#### The data ####

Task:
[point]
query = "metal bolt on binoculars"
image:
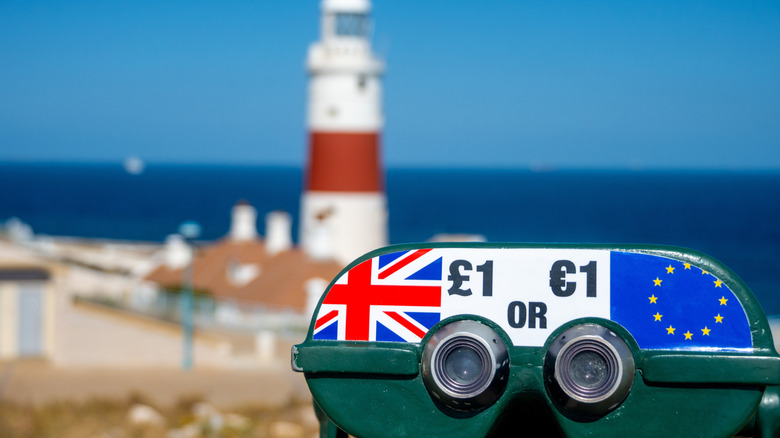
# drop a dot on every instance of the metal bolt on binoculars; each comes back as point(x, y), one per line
point(494, 340)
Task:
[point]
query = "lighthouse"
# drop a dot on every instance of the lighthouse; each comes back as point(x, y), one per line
point(343, 206)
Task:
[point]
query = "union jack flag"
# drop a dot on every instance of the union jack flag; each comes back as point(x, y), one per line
point(391, 298)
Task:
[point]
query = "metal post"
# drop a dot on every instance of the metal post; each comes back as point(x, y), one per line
point(189, 230)
point(186, 313)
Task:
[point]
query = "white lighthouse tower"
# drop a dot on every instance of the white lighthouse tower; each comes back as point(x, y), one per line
point(344, 208)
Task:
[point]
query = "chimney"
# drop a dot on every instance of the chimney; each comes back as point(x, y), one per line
point(177, 252)
point(278, 232)
point(243, 226)
point(315, 287)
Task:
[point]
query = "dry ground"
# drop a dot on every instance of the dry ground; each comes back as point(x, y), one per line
point(37, 400)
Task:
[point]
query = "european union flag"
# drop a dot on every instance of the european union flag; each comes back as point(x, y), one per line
point(671, 305)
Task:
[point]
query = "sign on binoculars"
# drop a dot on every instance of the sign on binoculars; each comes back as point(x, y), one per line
point(490, 340)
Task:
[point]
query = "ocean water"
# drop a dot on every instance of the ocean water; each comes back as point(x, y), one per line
point(732, 216)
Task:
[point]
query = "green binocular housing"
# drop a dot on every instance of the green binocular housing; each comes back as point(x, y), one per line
point(461, 339)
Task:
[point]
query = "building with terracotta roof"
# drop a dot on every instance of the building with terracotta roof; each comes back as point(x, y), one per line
point(243, 268)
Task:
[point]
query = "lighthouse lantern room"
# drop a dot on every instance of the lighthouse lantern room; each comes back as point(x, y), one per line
point(343, 207)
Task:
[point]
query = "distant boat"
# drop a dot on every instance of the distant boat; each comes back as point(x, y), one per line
point(134, 165)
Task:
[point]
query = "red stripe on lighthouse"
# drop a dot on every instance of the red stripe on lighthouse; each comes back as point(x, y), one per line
point(344, 162)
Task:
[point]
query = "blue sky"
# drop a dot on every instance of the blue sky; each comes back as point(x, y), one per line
point(605, 84)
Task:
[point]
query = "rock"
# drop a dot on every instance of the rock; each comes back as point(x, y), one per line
point(237, 422)
point(284, 429)
point(187, 431)
point(202, 410)
point(143, 415)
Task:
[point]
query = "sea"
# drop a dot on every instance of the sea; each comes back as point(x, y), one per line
point(731, 215)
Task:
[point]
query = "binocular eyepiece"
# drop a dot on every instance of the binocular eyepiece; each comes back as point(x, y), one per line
point(483, 340)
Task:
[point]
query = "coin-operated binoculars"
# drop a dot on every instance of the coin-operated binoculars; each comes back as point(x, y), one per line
point(476, 340)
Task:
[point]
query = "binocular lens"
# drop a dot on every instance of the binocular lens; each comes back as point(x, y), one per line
point(465, 365)
point(589, 369)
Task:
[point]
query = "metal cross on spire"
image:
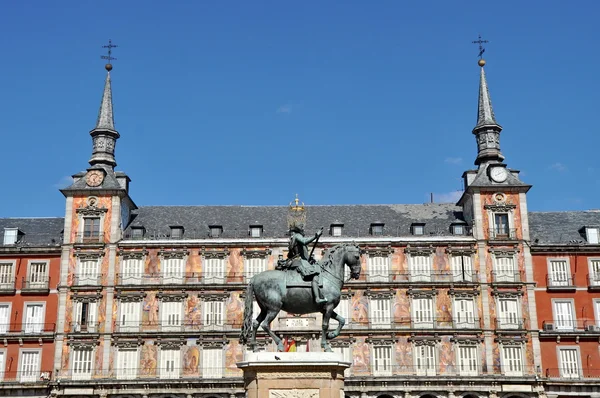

####

• Exercise:
Word for word, retype the material above without its pictures.

• Answer area:
Task:
[point]
query = "metal bolt on binoculars"
image:
# drop a dot on every instance of the metal bolt on binoculars; each comes back as point(x, y), one per line
point(494, 340)
Task:
[point]
query = "lighthouse"
# drop a dot on every instance of the lighthouse; each comes back as point(x, y), one per line
point(343, 206)
Task:
[point]
query = "union jack flag"
# drop a dot on every instance of the union jack flag; each comes back as point(x, y), one per line
point(391, 298)
Task:
[point]
query = "metal post"
# drop a dot on every instance of the metal post; each comes back as point(x, y), one per line
point(189, 230)
point(186, 313)
Task:
[point]
query = "white lighthouse tower"
# drop a dot on every instance of the white lighthouse tower; each comes back as point(x, y), one per line
point(344, 208)
Task:
[point]
query = "chimney"
# drop a dot on every instance of the chimney; each comes back as point(x, y), one per line
point(177, 252)
point(278, 232)
point(243, 226)
point(315, 287)
Task:
[point]
query = "dry ground"
# drop a dot on every instance of the dry ground; each comes back as point(x, y), one per line
point(37, 400)
Task:
[point]
query = "european union flag"
# drop a dot on every instance of the european union flag; each comes back as point(x, y), one per line
point(671, 305)
Task:
[point]
query = "sign on binoculars"
# drop a dot on every instance of the sign on binoculars; each comes back as point(x, y), one per line
point(490, 340)
Task:
[point]
query = "ocean water"
# drop a dot on every instance of the ocean water; each comes back as point(x, y), one per line
point(732, 216)
Task:
[point]
query = "green binocular housing"
# drop a dot on every instance of the green binocular housing; each comes back as point(x, y), one per line
point(461, 339)
Task:
[point]
query = "building with terracotta roof"
# drop a dot on every instance of the building with terracotta roof; each comes back as point(x, y), one per line
point(243, 268)
Task:
[point]
query = "lighthouse lantern room"
# drop a dot on every instance of the lighthouse lantern room; each comes back as point(x, y), one per line
point(343, 207)
Task:
[point]
query = "distant boat"
# drop a dot on every instance of the distant boat; each comes back as point(x, y), one per line
point(134, 165)
Task:
[point]
query = "red stripe on lighthouse"
# drop a dot on every instance of the red stripe on lighthouse; each comes back as point(x, y), one per line
point(344, 162)
Task:
[point]
query = "blue sky"
# drop a dot on every instance of the blue sky; each comes back as point(x, y), one per line
point(605, 84)
Task:
[point]
query = "rock"
# drop a dot on every instance of the rock; each comes back as point(x, y), one per line
point(237, 422)
point(284, 429)
point(187, 431)
point(202, 410)
point(143, 415)
Task:
[point]
query = "sea"
# drop a dot on every instance of the sea; each comes back as point(x, y), one per line
point(731, 215)
Task:
[point]
query = "binocular eyepiece"
# drop a dot on every instance of the binocular eyepiece; each comes back as point(x, y), one per line
point(483, 340)
Task:
[point]
query = "coin-operated binoculars"
# drop a dot on every instance of the coin-operated binoculars; each comes back as point(x, y), one per line
point(476, 340)
Task:
[point]
query = "binocular lens"
# drop a dot on every instance of the binocular lens; each comes back as point(x, y), one per line
point(465, 365)
point(589, 369)
Task:
[point]
query = "metal cross on spire"
image:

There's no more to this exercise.